Exercise aim. The lines to copy run from the one containing "Target = carved stone inscription" through the last line of the listing; copy them exactly and nothing more.
*****
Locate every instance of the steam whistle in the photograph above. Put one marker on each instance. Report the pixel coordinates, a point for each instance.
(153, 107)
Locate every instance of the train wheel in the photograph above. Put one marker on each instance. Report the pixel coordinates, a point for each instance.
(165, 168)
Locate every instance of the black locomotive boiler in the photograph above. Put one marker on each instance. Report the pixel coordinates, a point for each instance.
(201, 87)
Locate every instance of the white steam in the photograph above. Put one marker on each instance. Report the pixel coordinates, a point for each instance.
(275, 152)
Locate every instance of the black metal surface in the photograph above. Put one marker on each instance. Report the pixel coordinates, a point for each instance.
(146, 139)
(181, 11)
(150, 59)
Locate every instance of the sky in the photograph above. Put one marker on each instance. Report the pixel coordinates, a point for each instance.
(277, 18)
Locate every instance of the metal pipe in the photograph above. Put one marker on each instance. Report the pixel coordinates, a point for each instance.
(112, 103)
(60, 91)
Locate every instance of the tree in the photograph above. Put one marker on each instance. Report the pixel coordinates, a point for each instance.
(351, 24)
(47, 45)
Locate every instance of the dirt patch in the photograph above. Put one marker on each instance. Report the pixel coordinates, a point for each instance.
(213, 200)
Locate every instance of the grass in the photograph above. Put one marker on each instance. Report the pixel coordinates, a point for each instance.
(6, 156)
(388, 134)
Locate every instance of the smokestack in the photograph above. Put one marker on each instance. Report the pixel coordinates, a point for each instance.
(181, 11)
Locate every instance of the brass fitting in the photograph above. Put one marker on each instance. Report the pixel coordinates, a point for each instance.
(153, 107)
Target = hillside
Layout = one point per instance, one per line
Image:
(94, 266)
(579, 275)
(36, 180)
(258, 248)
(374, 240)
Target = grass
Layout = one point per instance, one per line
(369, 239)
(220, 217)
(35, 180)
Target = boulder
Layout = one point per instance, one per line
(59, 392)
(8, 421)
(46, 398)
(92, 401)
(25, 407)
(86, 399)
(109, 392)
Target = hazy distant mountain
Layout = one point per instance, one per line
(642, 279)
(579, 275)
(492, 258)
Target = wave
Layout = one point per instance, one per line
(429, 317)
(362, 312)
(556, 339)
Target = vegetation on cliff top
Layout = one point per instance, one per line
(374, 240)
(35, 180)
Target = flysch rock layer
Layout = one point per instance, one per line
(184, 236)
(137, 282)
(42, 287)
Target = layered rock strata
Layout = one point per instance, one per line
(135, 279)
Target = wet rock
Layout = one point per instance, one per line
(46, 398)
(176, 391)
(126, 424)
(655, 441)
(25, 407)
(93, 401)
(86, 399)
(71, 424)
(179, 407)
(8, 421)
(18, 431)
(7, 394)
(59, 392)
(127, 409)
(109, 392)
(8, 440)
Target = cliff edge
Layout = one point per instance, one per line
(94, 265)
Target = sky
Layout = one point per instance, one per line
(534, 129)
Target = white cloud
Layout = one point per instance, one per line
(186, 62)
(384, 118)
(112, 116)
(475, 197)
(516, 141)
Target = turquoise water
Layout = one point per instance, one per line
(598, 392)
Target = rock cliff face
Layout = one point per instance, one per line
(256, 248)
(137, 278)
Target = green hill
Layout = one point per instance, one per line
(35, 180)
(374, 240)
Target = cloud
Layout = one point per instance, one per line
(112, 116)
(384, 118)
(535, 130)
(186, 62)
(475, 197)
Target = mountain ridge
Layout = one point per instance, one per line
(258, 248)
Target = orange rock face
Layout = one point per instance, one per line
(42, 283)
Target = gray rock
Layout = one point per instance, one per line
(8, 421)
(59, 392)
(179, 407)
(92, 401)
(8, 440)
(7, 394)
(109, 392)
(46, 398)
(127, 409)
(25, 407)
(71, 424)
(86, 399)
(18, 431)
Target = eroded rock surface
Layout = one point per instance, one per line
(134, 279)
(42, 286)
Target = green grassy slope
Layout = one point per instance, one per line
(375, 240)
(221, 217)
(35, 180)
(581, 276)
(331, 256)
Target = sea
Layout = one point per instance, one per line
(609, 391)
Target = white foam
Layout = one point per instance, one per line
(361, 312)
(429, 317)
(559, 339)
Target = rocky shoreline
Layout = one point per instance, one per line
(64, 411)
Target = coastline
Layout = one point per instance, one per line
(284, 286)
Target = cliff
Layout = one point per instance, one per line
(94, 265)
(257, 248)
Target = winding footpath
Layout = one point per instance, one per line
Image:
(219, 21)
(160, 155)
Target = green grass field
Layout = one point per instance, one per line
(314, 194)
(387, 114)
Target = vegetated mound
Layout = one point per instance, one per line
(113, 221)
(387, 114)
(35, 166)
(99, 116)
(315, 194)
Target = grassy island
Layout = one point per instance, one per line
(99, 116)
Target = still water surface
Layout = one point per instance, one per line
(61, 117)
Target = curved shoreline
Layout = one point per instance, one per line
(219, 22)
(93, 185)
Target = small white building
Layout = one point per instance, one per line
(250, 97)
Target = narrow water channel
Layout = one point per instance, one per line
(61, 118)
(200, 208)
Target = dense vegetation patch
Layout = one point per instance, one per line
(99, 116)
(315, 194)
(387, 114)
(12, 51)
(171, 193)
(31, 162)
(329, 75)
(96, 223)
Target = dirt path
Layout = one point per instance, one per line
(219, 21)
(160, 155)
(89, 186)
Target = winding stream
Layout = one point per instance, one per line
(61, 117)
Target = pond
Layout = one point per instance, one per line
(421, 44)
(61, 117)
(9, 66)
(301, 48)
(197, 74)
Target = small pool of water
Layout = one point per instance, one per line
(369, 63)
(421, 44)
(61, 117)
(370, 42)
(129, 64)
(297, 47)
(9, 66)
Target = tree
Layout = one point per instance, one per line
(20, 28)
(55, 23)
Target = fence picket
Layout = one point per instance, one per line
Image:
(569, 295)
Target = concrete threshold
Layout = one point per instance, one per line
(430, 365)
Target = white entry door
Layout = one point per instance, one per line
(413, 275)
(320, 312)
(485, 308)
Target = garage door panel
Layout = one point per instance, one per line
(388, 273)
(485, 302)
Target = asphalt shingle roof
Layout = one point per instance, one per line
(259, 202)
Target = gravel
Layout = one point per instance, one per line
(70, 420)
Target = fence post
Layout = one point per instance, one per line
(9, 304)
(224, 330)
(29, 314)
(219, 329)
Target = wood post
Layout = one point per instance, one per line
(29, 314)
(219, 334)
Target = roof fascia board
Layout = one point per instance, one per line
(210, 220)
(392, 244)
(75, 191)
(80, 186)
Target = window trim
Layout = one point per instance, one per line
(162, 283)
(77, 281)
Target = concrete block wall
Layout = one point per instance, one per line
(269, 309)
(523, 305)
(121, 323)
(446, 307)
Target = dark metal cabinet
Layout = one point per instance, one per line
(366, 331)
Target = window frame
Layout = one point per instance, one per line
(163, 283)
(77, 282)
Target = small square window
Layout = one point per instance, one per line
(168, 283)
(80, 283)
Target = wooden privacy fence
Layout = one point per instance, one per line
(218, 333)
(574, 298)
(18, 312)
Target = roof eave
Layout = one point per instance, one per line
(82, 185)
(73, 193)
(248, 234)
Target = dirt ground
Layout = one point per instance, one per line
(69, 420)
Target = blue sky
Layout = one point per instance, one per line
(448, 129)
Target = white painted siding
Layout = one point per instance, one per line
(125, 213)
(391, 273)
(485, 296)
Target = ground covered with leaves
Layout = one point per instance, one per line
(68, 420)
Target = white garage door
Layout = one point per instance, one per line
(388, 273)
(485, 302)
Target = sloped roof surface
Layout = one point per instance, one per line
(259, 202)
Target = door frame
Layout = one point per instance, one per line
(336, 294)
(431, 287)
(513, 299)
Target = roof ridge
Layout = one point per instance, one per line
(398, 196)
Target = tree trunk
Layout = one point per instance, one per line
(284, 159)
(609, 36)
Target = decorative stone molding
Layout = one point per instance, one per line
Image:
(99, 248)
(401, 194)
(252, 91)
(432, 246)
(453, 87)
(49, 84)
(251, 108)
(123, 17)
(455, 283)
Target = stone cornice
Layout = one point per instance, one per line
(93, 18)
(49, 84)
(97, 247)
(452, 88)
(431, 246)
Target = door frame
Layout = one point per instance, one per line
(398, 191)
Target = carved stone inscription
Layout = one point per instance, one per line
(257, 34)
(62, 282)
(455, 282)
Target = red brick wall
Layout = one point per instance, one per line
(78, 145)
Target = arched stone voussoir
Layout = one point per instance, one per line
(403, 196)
*****
Task result.
Target = carved stone inscription
Layout = one point per instance, one per line
(257, 34)
(62, 282)
(455, 282)
Target = red brick wall
Layout = one point per instance, one per line
(78, 145)
Target = arched stone voussoir
Layout = one point per instance, one per line
(403, 196)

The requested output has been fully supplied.